Reproduce the listing below in its entirety. Change nothing.

(Position annotation records)
----

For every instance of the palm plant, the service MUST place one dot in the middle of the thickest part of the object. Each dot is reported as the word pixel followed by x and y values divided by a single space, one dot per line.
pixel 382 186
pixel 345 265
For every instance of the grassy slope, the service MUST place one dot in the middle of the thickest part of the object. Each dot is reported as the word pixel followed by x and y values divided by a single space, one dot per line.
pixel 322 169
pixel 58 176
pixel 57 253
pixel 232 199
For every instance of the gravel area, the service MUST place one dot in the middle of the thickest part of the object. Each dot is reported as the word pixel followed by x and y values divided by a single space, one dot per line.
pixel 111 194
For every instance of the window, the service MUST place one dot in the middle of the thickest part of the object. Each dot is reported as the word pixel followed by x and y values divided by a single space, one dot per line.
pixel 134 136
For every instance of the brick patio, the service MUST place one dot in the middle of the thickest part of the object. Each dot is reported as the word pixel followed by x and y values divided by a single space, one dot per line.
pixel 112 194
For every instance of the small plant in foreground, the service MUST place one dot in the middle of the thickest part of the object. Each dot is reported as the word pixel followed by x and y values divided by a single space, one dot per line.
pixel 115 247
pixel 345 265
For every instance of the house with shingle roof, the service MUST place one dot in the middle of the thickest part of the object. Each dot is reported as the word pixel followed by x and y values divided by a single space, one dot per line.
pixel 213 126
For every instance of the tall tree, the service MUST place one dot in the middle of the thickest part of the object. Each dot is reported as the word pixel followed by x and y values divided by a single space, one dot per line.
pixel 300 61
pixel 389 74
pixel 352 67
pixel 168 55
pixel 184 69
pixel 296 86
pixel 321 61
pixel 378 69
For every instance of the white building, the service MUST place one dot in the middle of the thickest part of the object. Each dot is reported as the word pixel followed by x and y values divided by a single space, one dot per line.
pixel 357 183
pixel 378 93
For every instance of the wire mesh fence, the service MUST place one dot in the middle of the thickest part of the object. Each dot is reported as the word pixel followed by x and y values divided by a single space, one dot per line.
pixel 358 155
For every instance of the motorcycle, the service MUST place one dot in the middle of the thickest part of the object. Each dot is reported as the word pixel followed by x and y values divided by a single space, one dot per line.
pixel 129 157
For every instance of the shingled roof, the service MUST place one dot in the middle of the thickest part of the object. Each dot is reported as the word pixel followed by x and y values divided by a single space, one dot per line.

----

• **Expected answer**:
For every instance of the palm plant, the service MUST place one dot in the middle of the thickest part of the object. Each dot is reported as the word pixel followed by x and y values divided by a single space, one dot per line.
pixel 382 186
pixel 345 265
For every instance of the grassy slope, the service MUST place one dot in the middle of the thickest part of the object. Each dot is reported as the word pixel followed by x and y values divided by a single space, one dot per line.
pixel 322 169
pixel 58 176
pixel 57 253
pixel 232 199
For every instance of the gravel area, the service MUST place one dot in the middle of the thickest part of the object. Each dot is reported as the word pixel followed by x and y values divided by a single space, one dot per line.
pixel 111 194
For every instance of the window, the service MUST place one dot in the middle of the thickest part of the object. Each dot is reported as the word pixel followed by x and y values divided by a single space, one dot per line.
pixel 134 136
For every instance of the brick patio, the service MUST place one dot in the middle of the thickest part of the object. Each dot is reported as the word pixel followed by x and y values divided by a single space, one dot per line.
pixel 112 194
For every instance of the small plant in foreground, the service MUST place one dot in the middle of the thickest part of the object. Each dot is reported as the word pixel followed by x and y values divided by a single space, one dot per line.
pixel 115 247
pixel 345 265
For every instance of the house with shingle roof, the service MUST place one dot in the middle of the thickest part of the object. Each dot is reported as the word pixel followed by x and y values divided by a single space, one dot per line.
pixel 213 126
For every instance of the tall tree, the service MUST place one dot in the middle of the thickest part of the object. Each dot is reported as the word pixel followed by x and y values divided by a single space, one dot per line.
pixel 300 61
pixel 389 74
pixel 352 67
pixel 168 55
pixel 184 69
pixel 296 86
pixel 321 61
pixel 378 69
For every instance of the white building, the service MUST place one dot in the middle of the thickest part of the object. Each dot is reported as the word pixel followed by x and y values divided by a single space, one dot per line.
pixel 357 183
pixel 378 93
For every instance of the wire mesh fence, the service MUST place one dot in the middle of the thickest part of the object. Each dot is reported as the word pixel followed by x and y values divided by a single space, one dot per line.
pixel 358 155
For every instance of the motorcycle, the service MUST place one dot in the middle of the thickest part of the object. Each dot is reported as the word pixel followed by x and y values divided by a single space, one dot per line.
pixel 129 157
For every instance of the shingled roof, the service MUST place one dot in the middle of the thickest part of the object. Each dot is reported as the word pixel followed by x and y values divided by a single space, one dot per line.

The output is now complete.